__PROBLEM STATEMENT__
Give back, unchanged, each line from the one containing "Place one keypoint per instance of the white cloud" through the last line of the entries below.

'''

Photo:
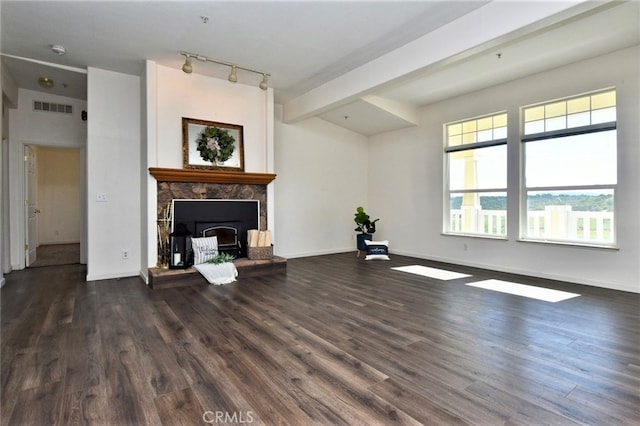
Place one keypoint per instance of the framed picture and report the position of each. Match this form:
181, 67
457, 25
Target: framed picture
209, 145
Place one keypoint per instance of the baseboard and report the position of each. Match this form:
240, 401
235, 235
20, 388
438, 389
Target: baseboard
55, 243
101, 277
317, 253
537, 274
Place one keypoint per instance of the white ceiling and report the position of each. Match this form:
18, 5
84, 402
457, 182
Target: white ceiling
304, 45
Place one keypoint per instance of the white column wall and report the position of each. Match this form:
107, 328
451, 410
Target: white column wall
113, 164
171, 95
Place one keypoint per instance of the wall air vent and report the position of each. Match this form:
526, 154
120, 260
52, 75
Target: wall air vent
51, 107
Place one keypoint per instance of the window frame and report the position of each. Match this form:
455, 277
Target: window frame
562, 133
447, 191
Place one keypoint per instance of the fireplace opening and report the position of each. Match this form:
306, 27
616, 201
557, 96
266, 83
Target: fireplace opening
228, 220
227, 236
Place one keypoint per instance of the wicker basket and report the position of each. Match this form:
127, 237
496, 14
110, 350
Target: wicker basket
260, 253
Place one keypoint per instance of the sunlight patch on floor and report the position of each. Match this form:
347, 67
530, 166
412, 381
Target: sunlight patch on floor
425, 271
540, 293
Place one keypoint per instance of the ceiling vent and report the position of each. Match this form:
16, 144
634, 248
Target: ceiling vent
51, 107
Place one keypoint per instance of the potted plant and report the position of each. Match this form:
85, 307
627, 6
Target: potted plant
365, 226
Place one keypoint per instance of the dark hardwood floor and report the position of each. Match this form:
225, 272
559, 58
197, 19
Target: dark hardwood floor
336, 340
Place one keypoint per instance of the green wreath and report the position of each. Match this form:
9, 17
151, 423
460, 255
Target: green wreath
215, 145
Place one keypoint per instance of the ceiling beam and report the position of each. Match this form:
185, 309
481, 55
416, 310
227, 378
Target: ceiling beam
482, 28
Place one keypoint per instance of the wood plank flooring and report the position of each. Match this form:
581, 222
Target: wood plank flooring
336, 341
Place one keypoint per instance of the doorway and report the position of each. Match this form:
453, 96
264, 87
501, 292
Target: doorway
54, 214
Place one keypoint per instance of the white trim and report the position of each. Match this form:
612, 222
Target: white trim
125, 274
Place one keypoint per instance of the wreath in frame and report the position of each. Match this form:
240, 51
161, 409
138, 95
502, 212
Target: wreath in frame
215, 145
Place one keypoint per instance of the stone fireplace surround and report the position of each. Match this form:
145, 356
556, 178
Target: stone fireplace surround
214, 184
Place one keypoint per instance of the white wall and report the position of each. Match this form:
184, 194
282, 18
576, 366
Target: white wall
29, 127
409, 195
59, 200
171, 95
322, 177
113, 165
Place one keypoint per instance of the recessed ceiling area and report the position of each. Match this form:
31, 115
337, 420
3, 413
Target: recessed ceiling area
326, 59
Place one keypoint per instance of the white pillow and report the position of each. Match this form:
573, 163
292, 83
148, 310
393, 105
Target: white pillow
377, 250
204, 249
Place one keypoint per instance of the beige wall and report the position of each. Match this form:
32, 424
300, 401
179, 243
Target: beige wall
58, 195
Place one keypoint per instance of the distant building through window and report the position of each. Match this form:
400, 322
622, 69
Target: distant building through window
570, 170
476, 176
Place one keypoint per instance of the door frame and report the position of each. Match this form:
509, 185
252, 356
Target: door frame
17, 208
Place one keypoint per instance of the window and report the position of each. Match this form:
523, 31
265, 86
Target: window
570, 170
476, 176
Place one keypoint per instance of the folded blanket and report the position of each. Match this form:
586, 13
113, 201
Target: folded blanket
221, 273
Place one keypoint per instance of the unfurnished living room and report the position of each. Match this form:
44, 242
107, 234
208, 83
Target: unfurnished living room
320, 212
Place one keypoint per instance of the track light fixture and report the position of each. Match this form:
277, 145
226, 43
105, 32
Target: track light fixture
187, 68
233, 75
264, 83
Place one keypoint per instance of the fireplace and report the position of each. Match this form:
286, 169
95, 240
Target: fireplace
227, 236
228, 220
188, 184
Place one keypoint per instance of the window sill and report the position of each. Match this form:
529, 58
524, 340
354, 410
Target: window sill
484, 237
570, 244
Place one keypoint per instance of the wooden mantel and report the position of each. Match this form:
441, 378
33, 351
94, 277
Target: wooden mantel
210, 176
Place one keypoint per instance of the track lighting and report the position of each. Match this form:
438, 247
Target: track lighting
233, 75
264, 83
187, 66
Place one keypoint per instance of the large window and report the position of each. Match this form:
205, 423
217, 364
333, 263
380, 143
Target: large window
570, 170
476, 183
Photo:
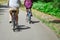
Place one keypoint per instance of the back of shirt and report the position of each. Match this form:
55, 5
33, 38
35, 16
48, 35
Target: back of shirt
14, 3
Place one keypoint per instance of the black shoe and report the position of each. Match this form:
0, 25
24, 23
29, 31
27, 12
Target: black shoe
10, 21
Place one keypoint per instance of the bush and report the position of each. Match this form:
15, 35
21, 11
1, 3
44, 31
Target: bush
47, 8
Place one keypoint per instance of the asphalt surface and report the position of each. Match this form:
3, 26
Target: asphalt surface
35, 31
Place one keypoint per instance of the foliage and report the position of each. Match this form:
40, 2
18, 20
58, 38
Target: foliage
48, 8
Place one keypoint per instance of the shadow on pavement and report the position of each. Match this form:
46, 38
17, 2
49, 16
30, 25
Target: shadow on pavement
55, 21
21, 27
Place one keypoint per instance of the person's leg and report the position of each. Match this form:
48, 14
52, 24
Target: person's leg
10, 16
17, 12
31, 12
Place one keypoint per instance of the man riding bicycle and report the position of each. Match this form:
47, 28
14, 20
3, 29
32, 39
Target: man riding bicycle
14, 5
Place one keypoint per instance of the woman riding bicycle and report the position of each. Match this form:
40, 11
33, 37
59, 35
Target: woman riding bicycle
14, 5
28, 4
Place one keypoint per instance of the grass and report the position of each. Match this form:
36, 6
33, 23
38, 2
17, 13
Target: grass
47, 8
41, 16
3, 1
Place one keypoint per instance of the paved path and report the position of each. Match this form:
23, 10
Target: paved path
36, 31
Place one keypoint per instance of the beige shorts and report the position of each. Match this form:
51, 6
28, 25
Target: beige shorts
17, 10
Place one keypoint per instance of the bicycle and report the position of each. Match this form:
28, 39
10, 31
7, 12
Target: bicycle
14, 20
29, 16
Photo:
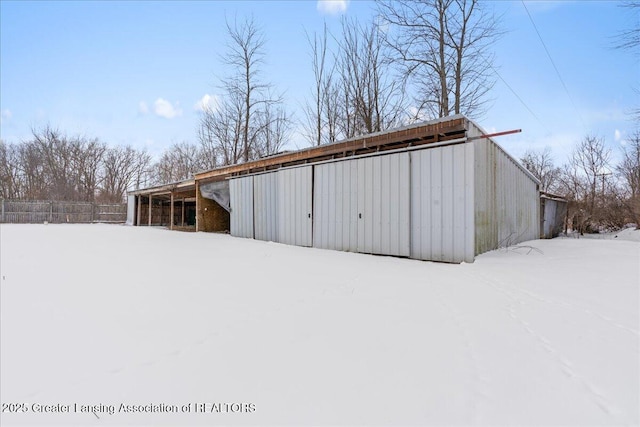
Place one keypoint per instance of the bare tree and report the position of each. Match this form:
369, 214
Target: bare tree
179, 162
221, 130
629, 172
372, 98
235, 129
318, 109
274, 128
123, 168
629, 40
10, 179
540, 164
444, 48
86, 162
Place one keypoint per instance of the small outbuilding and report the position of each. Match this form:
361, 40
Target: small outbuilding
441, 190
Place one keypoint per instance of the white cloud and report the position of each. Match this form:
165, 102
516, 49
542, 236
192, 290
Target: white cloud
332, 7
143, 108
5, 115
164, 108
207, 102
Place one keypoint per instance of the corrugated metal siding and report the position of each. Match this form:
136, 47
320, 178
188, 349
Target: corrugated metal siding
295, 206
241, 195
442, 202
335, 207
131, 210
363, 205
506, 200
265, 206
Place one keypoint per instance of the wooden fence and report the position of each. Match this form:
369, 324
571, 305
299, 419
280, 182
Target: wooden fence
40, 211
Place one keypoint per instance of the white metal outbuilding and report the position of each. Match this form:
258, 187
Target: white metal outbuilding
443, 202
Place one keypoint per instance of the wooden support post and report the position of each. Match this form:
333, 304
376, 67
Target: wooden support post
183, 211
171, 214
150, 200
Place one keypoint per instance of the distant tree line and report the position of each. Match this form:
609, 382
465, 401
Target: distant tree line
53, 166
602, 195
416, 60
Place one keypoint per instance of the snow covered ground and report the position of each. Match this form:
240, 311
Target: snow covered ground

'''

__WRITTEN ANSWER__
Place one keypoint per instance of the white cloud and report the position of each. Match this form:
165, 102
516, 49
542, 236
192, 290
Target: white cloud
332, 7
143, 108
5, 115
164, 108
207, 102
Place one keypoint per instance of the corrugated metal siding and report the position of each. Match this form:
136, 47
320, 178
188, 349
Target: corrugated metal siding
295, 206
241, 195
442, 202
335, 207
131, 210
363, 205
506, 200
265, 206
Place one keypoint per instance of the wooden fence and report the position of each. Match this form:
369, 324
571, 305
299, 419
280, 182
Target: wooden fence
40, 211
Place one keypoint per instance of the white metal outbuilding and report the position of each. Match this form:
258, 187
Target: white metal outbuilding
443, 202
Place one keypoint per instance of the wooden support post and report the position of each. Match this form:
333, 304
376, 67
Target: wooden support post
183, 211
171, 214
150, 200
Place one keypoint per instance of the distant tree line and report the position of each. Match this form:
609, 382
465, 401
Target: distant tree line
53, 166
602, 195
416, 60
Place one keypoint per instance of the snow covered ground and report the position of each. Match this form:
240, 311
Target: snow covered ground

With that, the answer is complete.